Records drawn from a dataset
####

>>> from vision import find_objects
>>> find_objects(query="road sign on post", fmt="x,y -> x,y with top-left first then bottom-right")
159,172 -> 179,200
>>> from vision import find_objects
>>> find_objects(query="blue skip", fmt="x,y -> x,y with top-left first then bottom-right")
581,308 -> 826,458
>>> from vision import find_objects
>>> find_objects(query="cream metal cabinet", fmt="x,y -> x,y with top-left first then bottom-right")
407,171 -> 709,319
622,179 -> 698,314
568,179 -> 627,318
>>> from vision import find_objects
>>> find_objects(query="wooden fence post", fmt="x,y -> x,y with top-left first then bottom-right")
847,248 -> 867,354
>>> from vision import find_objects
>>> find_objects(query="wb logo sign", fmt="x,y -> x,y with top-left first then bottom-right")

####

Task description | Reproduce the records above in full and with exact wording.

Completed exercise |
>>> from vision import find_objects
>>> find_objects(query="road sign on post", fmt="x,y -> x,y with top-left first then bottom-right")
159,172 -> 179,200
>>> from vision import find_objects
>>> find_objects(query="blue skip", fmt="x,y -> x,y with top-left first then bottom-right")
581,308 -> 826,458
>>> from vision import find_objects
>>> find_objects(query="cream metal cabinet", fmt="x,y -> x,y with top-left first then bottom-right")
407,171 -> 709,319
622,179 -> 698,314
568,179 -> 627,318
>>> from vision import find_objects
>>> find_objects(query="wooden fence post", fmt="x,y -> x,y with top-left first then bottom-right")
847,248 -> 867,354
>>> from vision import find_objects
>>> find_objects(query="wb logo sign", fmt="x,y -> x,y with top-left first then bottom-right")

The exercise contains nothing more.